Segment Start: EXERCISE PASSAGE

High-profile UK artists including Damien Hirst and Cornelia Parker have selected key works of art to be included in a digital project due to be rolled out across Britain’s schools over the next two years.
The Art In Schools charity, launched in 2023, displays well-known works of art on special high-resolution TV “ArtScreens” installed in school halls and canteens, in a series of weekly exhibitions called Sensations. These exhibitions comprise ten works, divided into two weekly parts, which are often presented by a museum curator, an artist, or a cultural personality.
“For most children and parents, art museums are distant, expensive, and intimidating,” says the charity’s founder, Winton Rossiter, who developed the concept as a student at Sotheby’s Institute of Art during the Covid-19 pandemic. Art In Schools therefore aims to “close the ‘art gap’ in education resulting from funding cuts and…make art accessible to the most disadvantaged youth”.
Hirst has chosen to show Maurizio Cattelan’s Comedian work (2019), the duct-taped banana which sold for a hammer price of $5.2m ($6.2m with fees) at Sotheby’s New York in November. He told The Observer newspaper: “It is everything art gets a bad name for and everything I love about art. It’s perfect and it’s a real banana.
“So it’s real and not a representation of anything, which means you can trust it, but you can’t. And you have to replace the banana over time, which is obvious and silly. It makes me laugh out loud and it’s serious art.” The artist also chose William Blake’s The Ghost of a Flea (around 1819-20) which is in the Tate’s collection.

Segment End: EXERCISE PASSAGE
Segment Start: DATA SUPPLIED

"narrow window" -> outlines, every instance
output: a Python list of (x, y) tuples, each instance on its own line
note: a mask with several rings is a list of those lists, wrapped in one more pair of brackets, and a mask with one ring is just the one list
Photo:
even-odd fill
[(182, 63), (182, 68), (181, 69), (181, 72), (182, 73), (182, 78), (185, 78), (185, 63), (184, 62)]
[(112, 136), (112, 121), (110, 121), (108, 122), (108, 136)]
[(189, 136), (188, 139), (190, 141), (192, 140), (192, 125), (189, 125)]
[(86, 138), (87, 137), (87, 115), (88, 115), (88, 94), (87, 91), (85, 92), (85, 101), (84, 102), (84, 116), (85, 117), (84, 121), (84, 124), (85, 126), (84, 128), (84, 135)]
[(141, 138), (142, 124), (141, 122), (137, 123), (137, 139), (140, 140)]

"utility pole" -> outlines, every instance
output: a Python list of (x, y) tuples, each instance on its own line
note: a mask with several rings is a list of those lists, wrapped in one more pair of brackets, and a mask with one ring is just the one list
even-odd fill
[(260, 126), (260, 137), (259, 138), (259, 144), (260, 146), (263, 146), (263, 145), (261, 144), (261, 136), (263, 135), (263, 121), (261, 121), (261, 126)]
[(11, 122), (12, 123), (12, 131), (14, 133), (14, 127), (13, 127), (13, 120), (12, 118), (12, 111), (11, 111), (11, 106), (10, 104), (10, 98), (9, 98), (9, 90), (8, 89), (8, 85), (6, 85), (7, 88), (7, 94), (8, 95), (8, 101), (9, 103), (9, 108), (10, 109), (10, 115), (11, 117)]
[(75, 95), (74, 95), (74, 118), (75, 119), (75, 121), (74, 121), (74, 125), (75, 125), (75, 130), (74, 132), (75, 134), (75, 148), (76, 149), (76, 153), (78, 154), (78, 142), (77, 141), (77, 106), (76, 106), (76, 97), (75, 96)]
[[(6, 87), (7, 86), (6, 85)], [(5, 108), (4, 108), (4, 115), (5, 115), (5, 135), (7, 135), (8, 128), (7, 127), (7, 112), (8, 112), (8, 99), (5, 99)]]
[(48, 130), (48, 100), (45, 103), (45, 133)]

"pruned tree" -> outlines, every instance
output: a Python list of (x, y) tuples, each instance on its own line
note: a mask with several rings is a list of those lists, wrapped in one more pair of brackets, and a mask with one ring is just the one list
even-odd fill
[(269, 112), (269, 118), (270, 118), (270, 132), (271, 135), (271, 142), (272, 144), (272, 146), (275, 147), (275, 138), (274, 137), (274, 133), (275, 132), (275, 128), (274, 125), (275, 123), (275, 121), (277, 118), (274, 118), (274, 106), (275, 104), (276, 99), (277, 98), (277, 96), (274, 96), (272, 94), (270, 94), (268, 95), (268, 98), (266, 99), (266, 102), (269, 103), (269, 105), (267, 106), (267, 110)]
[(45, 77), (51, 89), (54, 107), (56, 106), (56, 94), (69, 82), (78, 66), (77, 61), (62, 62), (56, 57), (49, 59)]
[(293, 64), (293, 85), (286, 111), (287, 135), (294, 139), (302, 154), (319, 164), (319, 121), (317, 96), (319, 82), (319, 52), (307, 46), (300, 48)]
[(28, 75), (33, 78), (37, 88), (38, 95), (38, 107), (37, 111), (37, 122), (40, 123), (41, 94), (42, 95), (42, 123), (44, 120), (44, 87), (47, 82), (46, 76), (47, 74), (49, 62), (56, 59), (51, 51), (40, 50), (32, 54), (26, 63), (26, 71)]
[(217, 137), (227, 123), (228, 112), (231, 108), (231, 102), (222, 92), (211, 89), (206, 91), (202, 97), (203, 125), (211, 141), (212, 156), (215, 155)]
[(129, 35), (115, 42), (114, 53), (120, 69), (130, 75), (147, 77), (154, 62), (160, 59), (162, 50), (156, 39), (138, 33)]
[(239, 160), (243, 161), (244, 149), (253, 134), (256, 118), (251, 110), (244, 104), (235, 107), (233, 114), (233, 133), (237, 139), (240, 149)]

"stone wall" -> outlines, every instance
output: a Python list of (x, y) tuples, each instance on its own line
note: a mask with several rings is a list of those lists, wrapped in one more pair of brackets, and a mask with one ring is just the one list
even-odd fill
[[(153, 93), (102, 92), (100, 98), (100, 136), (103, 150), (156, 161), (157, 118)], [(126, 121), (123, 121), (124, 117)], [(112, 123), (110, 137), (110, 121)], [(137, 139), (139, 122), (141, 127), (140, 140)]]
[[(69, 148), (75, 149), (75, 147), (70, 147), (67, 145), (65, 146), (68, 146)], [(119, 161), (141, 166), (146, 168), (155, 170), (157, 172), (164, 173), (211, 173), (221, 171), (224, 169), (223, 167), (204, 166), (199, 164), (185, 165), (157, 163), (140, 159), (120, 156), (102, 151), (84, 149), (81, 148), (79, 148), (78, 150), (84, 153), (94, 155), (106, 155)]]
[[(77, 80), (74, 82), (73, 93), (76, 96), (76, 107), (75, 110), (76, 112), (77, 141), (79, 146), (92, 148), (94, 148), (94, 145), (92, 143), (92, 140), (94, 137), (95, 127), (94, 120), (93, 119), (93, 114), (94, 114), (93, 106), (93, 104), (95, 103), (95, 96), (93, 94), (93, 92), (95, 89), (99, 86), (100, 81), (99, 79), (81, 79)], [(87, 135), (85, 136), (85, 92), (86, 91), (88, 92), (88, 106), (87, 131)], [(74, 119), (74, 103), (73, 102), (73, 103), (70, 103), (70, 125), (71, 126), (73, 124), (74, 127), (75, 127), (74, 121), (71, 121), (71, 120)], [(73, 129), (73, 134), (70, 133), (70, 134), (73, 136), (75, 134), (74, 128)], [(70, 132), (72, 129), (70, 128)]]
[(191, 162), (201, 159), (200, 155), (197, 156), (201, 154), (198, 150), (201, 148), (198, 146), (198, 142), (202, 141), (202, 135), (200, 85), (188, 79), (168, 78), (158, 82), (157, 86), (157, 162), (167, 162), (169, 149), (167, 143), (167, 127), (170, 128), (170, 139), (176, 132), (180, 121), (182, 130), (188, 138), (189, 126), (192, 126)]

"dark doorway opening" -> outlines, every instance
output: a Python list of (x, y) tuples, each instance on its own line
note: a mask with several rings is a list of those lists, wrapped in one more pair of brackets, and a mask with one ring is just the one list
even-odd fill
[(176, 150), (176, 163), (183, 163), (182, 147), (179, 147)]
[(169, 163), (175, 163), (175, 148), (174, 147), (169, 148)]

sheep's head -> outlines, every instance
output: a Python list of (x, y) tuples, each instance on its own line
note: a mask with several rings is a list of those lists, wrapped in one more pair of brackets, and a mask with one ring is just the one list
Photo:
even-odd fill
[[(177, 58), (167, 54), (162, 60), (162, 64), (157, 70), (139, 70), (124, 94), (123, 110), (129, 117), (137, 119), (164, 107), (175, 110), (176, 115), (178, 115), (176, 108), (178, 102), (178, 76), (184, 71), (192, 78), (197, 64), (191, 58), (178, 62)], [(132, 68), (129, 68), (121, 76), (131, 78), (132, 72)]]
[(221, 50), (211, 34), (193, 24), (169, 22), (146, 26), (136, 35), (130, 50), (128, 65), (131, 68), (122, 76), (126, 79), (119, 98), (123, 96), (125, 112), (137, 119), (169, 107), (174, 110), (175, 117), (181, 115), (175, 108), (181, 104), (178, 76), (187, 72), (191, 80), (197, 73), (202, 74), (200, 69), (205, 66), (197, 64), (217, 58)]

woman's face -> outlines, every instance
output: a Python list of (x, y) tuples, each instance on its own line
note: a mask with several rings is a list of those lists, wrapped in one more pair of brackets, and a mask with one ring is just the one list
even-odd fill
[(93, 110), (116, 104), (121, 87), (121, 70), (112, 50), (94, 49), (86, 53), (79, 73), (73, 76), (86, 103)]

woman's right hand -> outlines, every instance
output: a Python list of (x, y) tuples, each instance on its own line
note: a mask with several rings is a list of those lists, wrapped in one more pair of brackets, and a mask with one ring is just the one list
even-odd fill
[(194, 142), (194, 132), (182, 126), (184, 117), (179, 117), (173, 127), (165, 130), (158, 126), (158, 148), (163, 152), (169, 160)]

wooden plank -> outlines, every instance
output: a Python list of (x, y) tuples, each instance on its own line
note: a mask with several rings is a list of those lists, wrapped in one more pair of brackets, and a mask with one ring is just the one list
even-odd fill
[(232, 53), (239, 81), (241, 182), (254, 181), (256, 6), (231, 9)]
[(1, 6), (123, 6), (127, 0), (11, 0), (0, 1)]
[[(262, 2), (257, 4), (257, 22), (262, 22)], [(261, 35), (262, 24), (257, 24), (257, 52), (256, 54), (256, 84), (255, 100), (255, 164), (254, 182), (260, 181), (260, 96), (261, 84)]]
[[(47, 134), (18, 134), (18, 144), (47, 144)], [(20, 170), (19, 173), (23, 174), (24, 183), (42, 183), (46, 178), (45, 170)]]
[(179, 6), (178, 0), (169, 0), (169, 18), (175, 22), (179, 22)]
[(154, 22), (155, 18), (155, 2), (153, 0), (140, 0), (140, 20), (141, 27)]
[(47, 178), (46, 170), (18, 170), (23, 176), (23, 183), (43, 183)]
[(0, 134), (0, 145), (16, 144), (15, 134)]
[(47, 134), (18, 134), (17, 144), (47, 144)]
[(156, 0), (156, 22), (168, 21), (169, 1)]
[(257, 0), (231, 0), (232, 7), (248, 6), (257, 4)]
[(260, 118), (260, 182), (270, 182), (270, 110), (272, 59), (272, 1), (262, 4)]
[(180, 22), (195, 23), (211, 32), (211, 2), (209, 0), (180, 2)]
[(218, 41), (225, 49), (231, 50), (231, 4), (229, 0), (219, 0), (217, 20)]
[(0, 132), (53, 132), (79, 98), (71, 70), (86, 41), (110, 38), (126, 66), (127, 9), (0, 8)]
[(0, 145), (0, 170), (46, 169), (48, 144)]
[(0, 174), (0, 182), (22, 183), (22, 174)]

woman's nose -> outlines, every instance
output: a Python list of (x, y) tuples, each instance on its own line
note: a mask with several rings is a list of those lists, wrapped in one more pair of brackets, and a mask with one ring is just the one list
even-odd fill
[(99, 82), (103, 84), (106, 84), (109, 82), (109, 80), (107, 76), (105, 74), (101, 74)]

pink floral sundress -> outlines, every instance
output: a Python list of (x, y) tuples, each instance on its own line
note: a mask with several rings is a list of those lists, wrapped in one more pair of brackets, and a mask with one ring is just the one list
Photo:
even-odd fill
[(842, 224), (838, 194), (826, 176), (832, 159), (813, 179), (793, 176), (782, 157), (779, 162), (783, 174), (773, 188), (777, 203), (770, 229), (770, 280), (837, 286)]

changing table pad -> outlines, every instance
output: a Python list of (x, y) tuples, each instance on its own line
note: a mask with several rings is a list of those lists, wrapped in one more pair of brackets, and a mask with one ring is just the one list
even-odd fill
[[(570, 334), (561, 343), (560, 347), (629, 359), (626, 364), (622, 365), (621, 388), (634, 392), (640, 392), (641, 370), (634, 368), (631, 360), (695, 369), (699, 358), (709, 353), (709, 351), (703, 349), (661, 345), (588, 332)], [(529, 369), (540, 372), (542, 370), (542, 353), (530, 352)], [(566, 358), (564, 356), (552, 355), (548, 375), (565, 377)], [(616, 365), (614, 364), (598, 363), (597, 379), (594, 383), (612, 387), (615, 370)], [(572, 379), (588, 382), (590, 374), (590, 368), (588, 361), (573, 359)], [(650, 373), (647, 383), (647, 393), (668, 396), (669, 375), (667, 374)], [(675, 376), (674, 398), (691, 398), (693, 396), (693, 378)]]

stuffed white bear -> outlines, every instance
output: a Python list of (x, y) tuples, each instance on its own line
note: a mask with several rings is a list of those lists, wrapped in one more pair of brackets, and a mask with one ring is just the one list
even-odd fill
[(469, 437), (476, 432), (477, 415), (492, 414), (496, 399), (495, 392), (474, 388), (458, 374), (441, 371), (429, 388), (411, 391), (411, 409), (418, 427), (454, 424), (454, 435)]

Segment End: DATA SUPPLIED

▸ PROMPT A: In the Art In Schools article, what is the name of the series of weekly exhibitions shown on the ArtScreens?
▸ PROMPT B: From the Art In Schools article, extract the passage that starts with the words containing "Hirst has chosen" and ends with "the Tate’s collection.".
▸ PROMPT C: Continue the Art In Schools article from its final sentence.

▸ WRITTEN ANSWER A: Sensations

▸ WRITTEN ANSWER B:
Hirst has chosen to show Maurizio Cattelan’s Comedian work (2019), the duct-taped banana which sold for a hammer price of $5.2m ($6.2m with fees) at Sotheby’s New York in November. He told The Observer newspaper: “It is everything art gets a bad name for and everything I love about art. It’s perfect and it’s a real banana.
“So it’s real and not a representation of anything, which means you can trust it, but you can’t. And you have to replace the banana over time, which is obvious and silly. It makes me laugh out loud and it’s serious art.” The artist also chose William Blake’s The Ghost of a Flea (around 1819-20) which is in the Tate’s collection.

▸ WRITTEN ANSWER C:
Parker meanwhile chose Paolo Uccello’s The Battle of San Romano (1438-40), which is housed at the National Gallery in London, while Clare Lilley, the director of Yorkshire Sculpture Park, chose Pablo Picasso’s Guernica (1937).Other participating artists include Bridget Riley and Antony Gormley.
The ‘soft launch’ of Art In Schools took place in three schools in London, the Midlands, and South Wales in 2023. The programme will expand to 15 secondary schools across the UK in 2025, reaching 15,000 students.
Art In Schools is funded through grants and donations from philanthropists and charitable foundations, and to date has been primarily driven by pro bono volunteers. In future, the organisation hopes to secure further support, including from government and corporate partners, to reach its goal of bringing art to one million students by 2027.
The programme is free for schools; Art In Schools conforms with copyright law regarding the licensing of images for educational, not-for-profit purposes. The charity also provides learning resources to accompany the programming and invites the school community to vote for their favourite works and make their own versions of the works shown.